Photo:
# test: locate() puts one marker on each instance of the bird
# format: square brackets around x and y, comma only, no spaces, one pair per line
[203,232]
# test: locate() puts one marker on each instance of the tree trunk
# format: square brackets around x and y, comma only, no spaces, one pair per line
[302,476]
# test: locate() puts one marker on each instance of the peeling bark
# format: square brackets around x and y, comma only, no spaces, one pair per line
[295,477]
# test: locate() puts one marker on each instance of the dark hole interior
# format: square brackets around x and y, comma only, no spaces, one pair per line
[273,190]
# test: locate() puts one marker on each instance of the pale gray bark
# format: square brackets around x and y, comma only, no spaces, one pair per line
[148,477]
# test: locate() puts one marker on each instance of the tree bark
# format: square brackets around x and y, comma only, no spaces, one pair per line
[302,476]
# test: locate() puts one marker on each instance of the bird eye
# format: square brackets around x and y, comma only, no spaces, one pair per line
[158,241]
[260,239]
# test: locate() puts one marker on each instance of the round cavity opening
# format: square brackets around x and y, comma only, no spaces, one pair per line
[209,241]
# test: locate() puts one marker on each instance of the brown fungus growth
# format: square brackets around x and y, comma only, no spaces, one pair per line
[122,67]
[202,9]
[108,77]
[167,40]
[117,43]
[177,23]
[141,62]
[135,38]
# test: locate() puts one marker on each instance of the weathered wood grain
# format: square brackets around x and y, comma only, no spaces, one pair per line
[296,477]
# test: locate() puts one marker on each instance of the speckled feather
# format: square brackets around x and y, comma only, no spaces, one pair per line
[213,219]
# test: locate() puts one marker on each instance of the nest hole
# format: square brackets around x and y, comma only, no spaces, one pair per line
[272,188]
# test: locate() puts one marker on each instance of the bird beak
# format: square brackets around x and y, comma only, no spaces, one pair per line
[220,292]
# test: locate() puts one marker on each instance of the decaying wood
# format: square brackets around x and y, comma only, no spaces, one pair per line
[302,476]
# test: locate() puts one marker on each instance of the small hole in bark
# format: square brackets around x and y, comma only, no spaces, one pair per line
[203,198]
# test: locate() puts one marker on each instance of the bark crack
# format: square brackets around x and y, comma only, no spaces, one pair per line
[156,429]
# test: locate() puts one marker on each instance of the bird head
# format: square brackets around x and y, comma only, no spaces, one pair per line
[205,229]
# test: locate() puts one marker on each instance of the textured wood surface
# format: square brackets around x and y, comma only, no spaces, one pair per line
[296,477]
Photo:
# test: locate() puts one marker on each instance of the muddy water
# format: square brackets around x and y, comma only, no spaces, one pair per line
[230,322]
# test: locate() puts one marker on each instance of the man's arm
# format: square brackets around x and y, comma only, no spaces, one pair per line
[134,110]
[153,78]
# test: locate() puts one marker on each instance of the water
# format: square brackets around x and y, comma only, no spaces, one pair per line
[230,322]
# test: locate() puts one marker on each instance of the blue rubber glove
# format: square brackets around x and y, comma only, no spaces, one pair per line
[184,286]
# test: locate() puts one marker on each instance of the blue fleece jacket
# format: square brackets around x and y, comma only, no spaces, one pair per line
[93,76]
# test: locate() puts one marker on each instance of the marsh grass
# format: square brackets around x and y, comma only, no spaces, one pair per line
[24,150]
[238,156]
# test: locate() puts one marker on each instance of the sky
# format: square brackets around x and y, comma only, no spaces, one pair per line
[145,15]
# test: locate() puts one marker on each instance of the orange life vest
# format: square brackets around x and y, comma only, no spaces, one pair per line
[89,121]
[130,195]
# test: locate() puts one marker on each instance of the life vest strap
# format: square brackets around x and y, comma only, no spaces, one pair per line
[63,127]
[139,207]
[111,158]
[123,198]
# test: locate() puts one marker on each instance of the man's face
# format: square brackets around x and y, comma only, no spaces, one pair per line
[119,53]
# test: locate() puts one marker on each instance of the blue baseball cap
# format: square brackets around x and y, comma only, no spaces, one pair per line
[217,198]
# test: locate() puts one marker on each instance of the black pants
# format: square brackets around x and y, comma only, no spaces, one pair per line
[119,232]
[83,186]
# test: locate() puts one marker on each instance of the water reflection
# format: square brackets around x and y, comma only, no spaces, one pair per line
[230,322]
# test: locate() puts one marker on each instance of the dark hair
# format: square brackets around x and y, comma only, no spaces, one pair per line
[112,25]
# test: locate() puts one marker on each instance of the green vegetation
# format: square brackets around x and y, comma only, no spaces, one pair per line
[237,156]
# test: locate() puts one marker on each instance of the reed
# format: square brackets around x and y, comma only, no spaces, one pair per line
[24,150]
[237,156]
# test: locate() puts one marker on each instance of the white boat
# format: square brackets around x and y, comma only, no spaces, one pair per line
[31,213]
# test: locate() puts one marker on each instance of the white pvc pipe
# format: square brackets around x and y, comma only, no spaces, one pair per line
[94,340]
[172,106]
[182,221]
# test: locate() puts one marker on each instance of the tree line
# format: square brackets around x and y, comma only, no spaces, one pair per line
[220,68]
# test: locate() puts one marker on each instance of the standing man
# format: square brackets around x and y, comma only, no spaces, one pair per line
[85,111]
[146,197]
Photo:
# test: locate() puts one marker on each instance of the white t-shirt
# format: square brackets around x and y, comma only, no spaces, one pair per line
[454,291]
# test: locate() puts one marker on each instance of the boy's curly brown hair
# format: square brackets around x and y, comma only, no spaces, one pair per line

════════════════════

Work to do: Reproduce all of the records above word for word, keeping every line unchanged.

The result:
Photo:
# test: locate() puts one marker on each instance of the bird
# format: square brackets around x and y, comma only, no spaces, one pair per line
[203,232]
# test: locate() puts one marker on each instance of the tree trunk
# format: square brackets around x and y, comma only, no spaces, one pair per line
[302,476]
# test: locate() puts one marker on each instance of the peeling bark
# format: square brackets around x and y, comma only, no spaces, one pair per line
[295,477]
# test: locate() puts one marker on each instance of the dark hole interior
# format: square brackets around x and y, comma only, no spaces, one pair per line
[273,190]
# test: locate() puts one marker on each instance of the pale gray bark
# format: square brackets around x and y, comma only, no spaces, one pair per line
[148,477]
# test: locate() puts one marker on each instance of the tree bark
# format: square brackets around x and y, comma only, no spaces, one pair per line
[302,476]
# test: locate() puts one marker on each instance of the bird eye
# format: square brackets around x and y, comma only, no spaces, one pair per line
[158,241]
[260,239]
# test: locate() puts one marker on each instance of the round cavity opening
# format: square brackets around x and y, comma only, no spaces, one pair per line
[209,241]
# test: locate() puts one marker on each instance of the brown fungus growth
# format: square brackets around x and y, comma only, no spaces, one pair per line
[122,67]
[202,9]
[108,77]
[167,40]
[117,43]
[177,23]
[141,62]
[135,38]
# test: locate() puts one marker on each instance of the weathered wood grain
# format: square brackets around x and y, comma only, no spaces, one pair per line
[296,477]
# test: locate() puts one marker on each instance of the speckled feather
# format: square brackets around x and y, comma only, no spaces, one pair per line
[213,219]
# test: locate() puts one marker on each instance of the nest hole
# format: square brackets around x and y, comma only, no spaces, one pair per line
[272,188]
# test: locate() puts one marker on each instance of the bird beak
# format: square brackets around x and y, comma only, no spaces, one pair per line
[220,292]
# test: locate() puts one marker on each instance of the decaying wood
# format: square brackets around x and y, comma only, no spaces, one pair per line
[302,476]
# test: locate() puts one marker on each instance of the small hole in bark
# format: square brackets around x and y, comma only, no spaces, one pair per line
[203,198]
# test: locate() puts one marker on each instance of the bark crack
# format: square brackets around x and y, comma only, no spaces, one pair per line
[156,429]
# test: locate() puts one marker on each instance of the bird head
# format: square brackets around x and y, comma only, no spaces, one pair per line
[205,229]
# test: locate() puts one marker on each instance of the textured wood surface
# format: square brackets around x and y, comma only, no spaces, one pair per line
[296,477]
Photo:
# test: locate() puts one marker on each instance of the muddy water
# format: square brackets around x and y, comma only, no spaces, one pair per line
[230,322]
# test: locate() puts one marker on each instance of the man's arm
# format: square brackets around x and y, comma only, no spaces, one pair per line
[134,110]
[153,78]
# test: locate() puts one marker on each instance of the water
# format: square brackets around x and y, comma only, no spaces, one pair per line
[230,322]
# test: locate() puts one marker on each instance of the blue rubber glove
# format: square brackets around x and y, comma only, no spaces, one pair per line
[184,286]
# test: locate() puts one marker on each instance of the blue fleece jacket
# format: square brackets around x and y, comma only, no spaces, one pair per line
[93,76]
# test: locate() puts one marker on each instance of the marsh grass
# format: square brackets around x and y, comma only, no spaces, one pair per line
[24,150]
[238,156]
# test: locate() puts one marker on each instance of the sky
# format: square brackets around x and y, comma only, no spaces, one pair per line
[145,15]
# test: locate() puts one marker on each instance of the orange life vest
# format: square brackets around x and y, comma only, no spaces, one pair per line
[89,121]
[130,195]
# test: locate() puts one marker on each instance of the life vest strap
# format: square brackets around x and y, comma only, no spaces, one pair per line
[63,127]
[139,207]
[111,158]
[123,198]
# test: locate() puts one marker on each instance of the man's face
# format: square brackets around x and y, comma only, no spaces, one pair per line
[119,53]
# test: locate() puts one marker on each instance of the blue baseball cap
# format: square brackets around x and y, comma only, no spaces, one pair per line
[217,198]
# test: locate() puts one marker on each instance of the black pants
# format: square brackets around x and y, comma only, no spaces, one pair per line
[119,232]
[83,186]
# test: locate() puts one marker on each instance of the water reflection
# format: square brackets around x and y, comma only, no spaces, one pair per line
[230,322]
# test: locate() puts one marker on each instance of the dark hair
# format: square brackets around x and y, comma only, no spaces, one pair per line
[112,25]
# test: locate() puts one marker on each instance of the green vegetation
# format: square brackets around x and y, comma only, no spaces, one pair per line
[237,156]
# test: locate() puts one marker on each instance of the reed
# format: square brackets around x and y, comma only, no spaces, one pair per line
[24,150]
[237,156]
# test: locate() puts one marker on each instance of the white boat
# format: square brackets around x and y, comma only, no spaces, one pair per line
[31,213]
# test: locate() puts one marker on each instance of the white pvc pipe
# format: square brackets around x and y, comma only, no spaces, one pair per line
[94,340]
[172,106]
[182,221]
# test: locate() puts one marker on each instance of the tree line
# format: square brackets around x and y, comma only, no spaces, one pair per line
[220,68]
# test: locate() puts one marker on each instance of the standing man
# format: square brackets around x and y, comma only, no spaces, one pair per line
[85,111]
[146,197]
Photo:
# test: locate() puts one marker on each instance of the white t-shirt
# format: square brackets around x and y, comma only, no spaces, one pair per line
[454,291]
# test: locate() puts one marker on each instance of the boy's curly brown hair
# format: square brackets around x and y, comma only, no spaces, one pair per line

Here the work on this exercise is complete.